*Goal of the exercise*.
Rewrite the rows below, replacing every "field-scouting log" with "site survey record" and keeping everything else the same.
____
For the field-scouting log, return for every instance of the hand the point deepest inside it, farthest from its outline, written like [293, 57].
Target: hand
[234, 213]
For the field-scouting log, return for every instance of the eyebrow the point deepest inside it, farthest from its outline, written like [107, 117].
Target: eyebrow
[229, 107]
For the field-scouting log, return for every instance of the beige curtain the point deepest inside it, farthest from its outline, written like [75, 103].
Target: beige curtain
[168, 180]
____
*Output of the task*.
For the site survey record, return for every instance of the hand the point deepest inside it, farthest from its outline, written like [293, 57].
Target: hand
[234, 213]
For the site survey record, return for every instance of the eyebrow the point deepest inside it, farthest from its outline, written like [107, 117].
Target: eyebrow
[229, 107]
For the site survey record, return for every instance of the beige curtain the point deepest inside it, farthest from its outline, written like [75, 103].
Target: beige curtain
[168, 180]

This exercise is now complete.